WHAT NEEDS TO BE DONE:
In your copy, the records appear word for word and the pictures do not appear at all.

MATERIAL SUPPLIED:
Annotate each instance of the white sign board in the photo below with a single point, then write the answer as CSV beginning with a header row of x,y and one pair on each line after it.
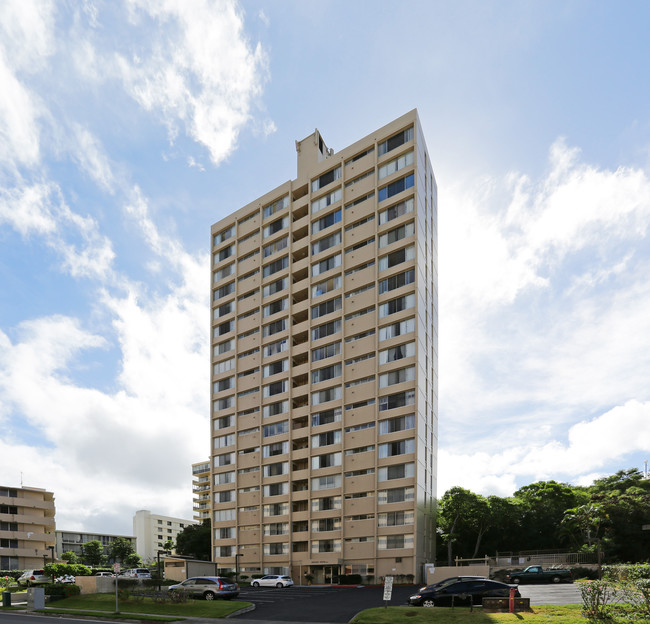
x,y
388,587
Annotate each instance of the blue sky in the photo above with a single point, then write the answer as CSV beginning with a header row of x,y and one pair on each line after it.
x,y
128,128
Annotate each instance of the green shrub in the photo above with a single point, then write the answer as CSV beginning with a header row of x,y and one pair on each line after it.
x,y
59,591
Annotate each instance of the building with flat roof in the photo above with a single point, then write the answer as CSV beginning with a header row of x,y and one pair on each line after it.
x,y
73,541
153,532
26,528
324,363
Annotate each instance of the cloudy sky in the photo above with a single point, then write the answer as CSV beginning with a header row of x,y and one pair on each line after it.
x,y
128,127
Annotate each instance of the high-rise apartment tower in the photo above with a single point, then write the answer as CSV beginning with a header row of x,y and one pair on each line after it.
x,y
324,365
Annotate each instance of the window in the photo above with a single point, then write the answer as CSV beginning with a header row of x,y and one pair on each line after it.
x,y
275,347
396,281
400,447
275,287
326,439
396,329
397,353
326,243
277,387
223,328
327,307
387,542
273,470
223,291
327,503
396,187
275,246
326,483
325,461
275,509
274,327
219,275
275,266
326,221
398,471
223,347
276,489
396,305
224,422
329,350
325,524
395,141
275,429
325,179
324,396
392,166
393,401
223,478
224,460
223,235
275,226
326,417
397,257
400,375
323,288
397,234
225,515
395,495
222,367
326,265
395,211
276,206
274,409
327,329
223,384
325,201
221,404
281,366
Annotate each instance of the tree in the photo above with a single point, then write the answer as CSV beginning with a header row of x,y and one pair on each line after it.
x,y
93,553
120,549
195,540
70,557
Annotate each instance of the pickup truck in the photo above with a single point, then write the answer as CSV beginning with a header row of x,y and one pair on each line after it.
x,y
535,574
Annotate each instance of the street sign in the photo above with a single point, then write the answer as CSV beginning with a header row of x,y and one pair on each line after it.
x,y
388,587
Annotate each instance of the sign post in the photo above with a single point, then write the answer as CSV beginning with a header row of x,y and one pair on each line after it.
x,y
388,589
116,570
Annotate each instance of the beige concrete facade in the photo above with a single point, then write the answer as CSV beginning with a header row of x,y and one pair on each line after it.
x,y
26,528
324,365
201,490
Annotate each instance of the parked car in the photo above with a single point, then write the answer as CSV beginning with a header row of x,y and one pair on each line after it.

COMPLETED EXERCISE:
Annotate each instance of the white sign board in the photo below with a single point, then write the answer as CSV beginning with a header row of x,y and one pair on each line after it.
x,y
388,587
Annotate each instance of the blue sky in the photo above with a single point, then write the answer as CSV beginning with a header row of x,y and one pair on each line after it.
x,y
128,128
Annotate each instance of the green shrub in the photo above with a single point, then write the answer as CSV beginning with a header row of x,y and one pair on each line after it.
x,y
59,591
Annotate each instance of the building with flat roof in the photo above with a single point, then write the answer as CSV beginning with a header row of x,y and one pair on each line after it.
x,y
73,541
153,532
26,528
324,363
Annotate each instance of the cloudy sky in the photo above with a single point, then write the answer as CSV beginning with a header row of x,y and one pair on each line after it.
x,y
128,127
Annotate each instance of the high-rise apartment tower in the photo above with a single point, then write the answer as CSV beginning with a header row of x,y and one pair on each line after it.
x,y
324,365
Annotate each instance of the window in the photo above with a single point, then write the answer as CSV beginning with a header row of x,y and one pair on each line after it.
x,y
275,347
396,281
400,447
275,287
326,439
396,329
397,353
326,243
277,387
223,328
327,307
387,542
273,470
223,291
327,503
396,187
275,246
326,483
325,461
275,509
274,327
219,275
275,266
326,221
398,471
223,347
276,489
396,305
224,422
329,350
325,524
395,141
275,429
325,179
324,396
392,166
393,401
223,478
224,460
223,235
275,226
326,417
397,257
400,375
323,288
397,234
225,515
395,495
222,367
326,265
395,211
276,206
274,409
327,329
223,384
325,201
221,404
281,366
Annotate each instance of the tree in the photo above with a single point, then write the answer as CSV beginning with a header row of x,y and one pair on each line after it.
x,y
93,553
120,549
195,540
70,557
Annotate each instance of the pickup truck in the photo above with a single point, then write the answer as CSV beginning with a header row of x,y and one pair on each line after it.
x,y
535,574
Annotate each instance of the street sign in the photo above with a single point, then write the answer as CSV beginning with a header row of x,y and one pair on each line after it.
x,y
388,587
Annotate each instance of the sign post in the photo above with a single point, then write the answer as CSV beginning with a header row of x,y and one pair on each line after it.
x,y
388,589
116,570
Annotate each instance of the beige concrete facade in the photo above with a single point, then write the answer as CSV beginning with a header row of x,y and one pair on each line after it.
x,y
26,528
324,365
201,490
Annotate each instance of the parked car in the photo above with a single point, then write the answer as CSV beginning with a header row of x,y and one pair on each line after it.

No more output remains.